-- START PAGE EXCERPT --
# New "to me" dog, need advice



## kapowilicious (Mar 19, 2013)

I'm bringing home an almost 2 yr old Havanese soon. He was a show dog and was re-homed, but the re-home didn't work out so after 2 months of being there he is coming to me.

He is potty trained to go outside, and I am wondering if anyone has had success training a dog that they can also go in a litter box or on a pad? I'm not even sure how to start this. I'd like to have an indoor space available- it gets really cold here in the winter (well below zero), and when we move in 2 months our new place will be a little more difficult to get him outside every time he needs to potty. I'd also like it if he didn't have to hold it when he was home alone.

Is it better to wait until we move to work on the indoor potty training? He's been through a lot of changes in his young life and I just want the smoothest, nicest transition possible for him. I do not work outside the home and do not have children so I can dedicate all day to working with him if necessary.

Both our current home and our new home will have ample wood floor areas where we will keep his pen and crate.

Thank you for any helpful tips, advice, or success stories you can share with me!


----------



## Kathie (Jul 31, 2008)

Welcome! Ours go outside exclusively - we have a doggie door - so not sure about the transition but I would definitely wait until the move to start something new since he has already had so many changes.


----------



## kapowilicious (Mar 19, 2013)

Thanks for the advice, Kathie. That is what I was leaning towards (waiting till the move) so we'll just do that and let him relax when he gets here and not try to teach new routines right away.

I did happen to come across another thread talking about indoor training for an older dog, so I have a few ideas for when we do decide to try to train him that.


----------



## Tuss (Apr 22, 2012)
-- END PAGE EXCERPT --
-- START PROVIDED DATA --
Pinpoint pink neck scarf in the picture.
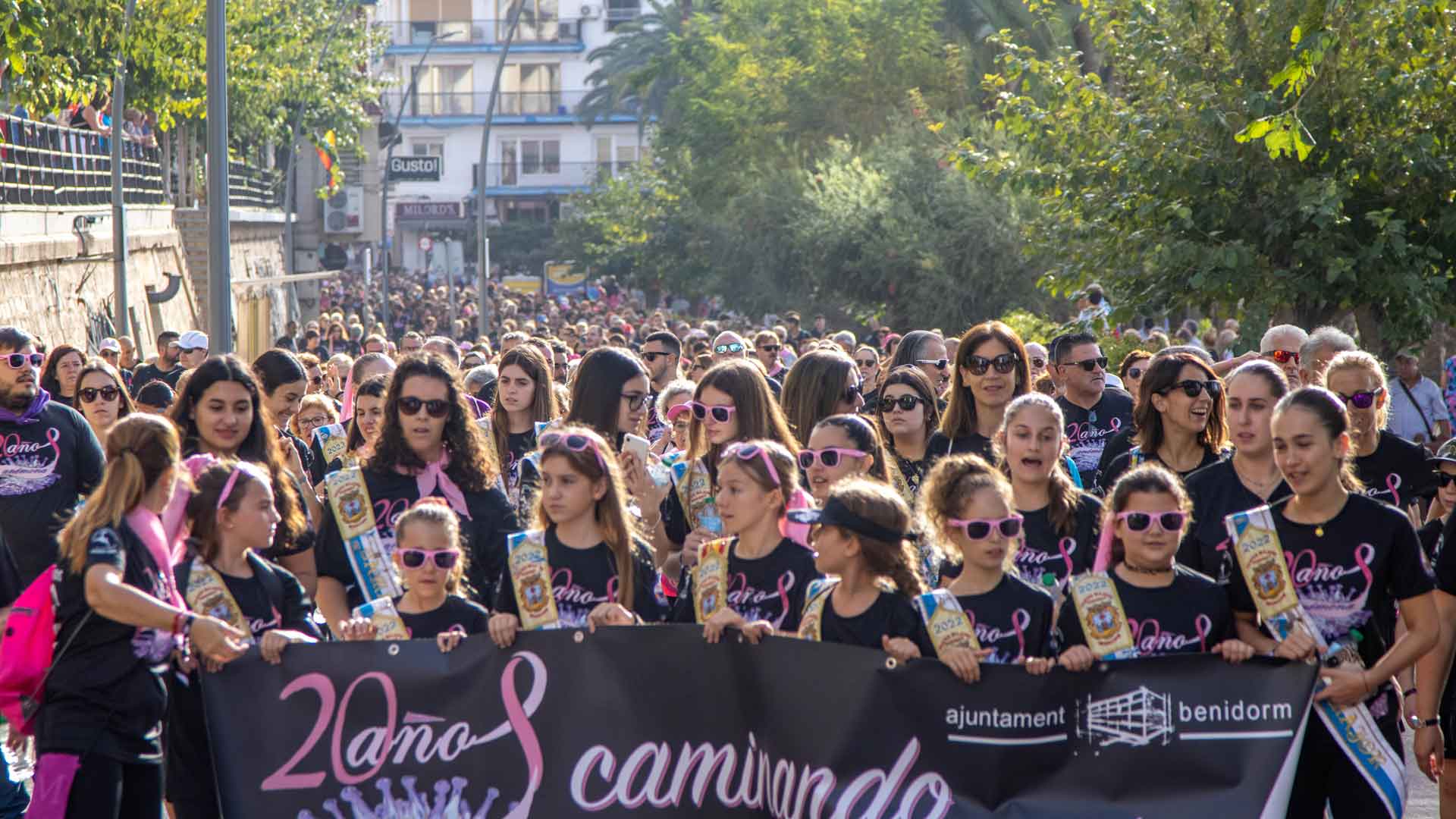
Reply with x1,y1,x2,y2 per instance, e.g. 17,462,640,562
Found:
394,450,470,520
-- END PROVIDED DATA --
■ EXERCISES TO COMPLETE:
**1)** From the thread about potty training a newly adopted dog, copy the part that opens with the words containing "Is it better" and closes with "(Jul 31, 2008)".
**2)** Carry on the forum thread about potty training a newly adopted dog, starting right after its last line.

■ RESPONSES TO THE EXERCISE:
**1)**
Is it better to wait until we move to work on the indoor potty training? He's been through a lot of changes in his young life and I just want the smoothest, nicest transition possible for him. I do not work outside the home and do not have children so I can dedicate all day to working with him if necessary.

Both our current home and our new home will have ample wood floor areas where we will keep his pen and crate.

Thank you for any helpful tips, advice, or success stories you can share with me!


----------



## Kathie (Jul 31, 2008)

**2)**
don't underestimate how strong these little dogs are; i live in canada and mine tolerates the cold quite well. of course on the really cold days she goes out does her business really quick and comes right back inside. Dogs naturally prefer to "eliminate" away from where they live so it might be difficult to teach him to go inside. I would wait until he is comfortable with you until you introduce it and see how it goes. I'm a strong believer that dogs are meant to do their business outside.


----------



## whimsy (Apr 3, 2010)

Whimsy was piddle pad trained from her breeder and I kept it up. I have an place in the laundry room for her piddle pad and tray. I live in an area that has coyotes and the fact that I don't have to take her out at night or early morning is for the best. I don't have to worry about rain or snow or anything like that. Yes..waiting for the move is the way to go before you start. He is a lucky pup to have found a wonderful new home with you! Let us know how it goes!!!


----------



## kapowilicious (Mar 19, 2013)

whimsy said:


> He is a lucky pup to have found a wonderful new home with you! Let us know how it goes!!!


Thanks! I'm quite excited. I'll try to post pics when he gets home. I myself have no idea what he looks like right now- I saw him in his full coat and then he was cut. Hopefully it's nothing too crazy. And at least hair grows!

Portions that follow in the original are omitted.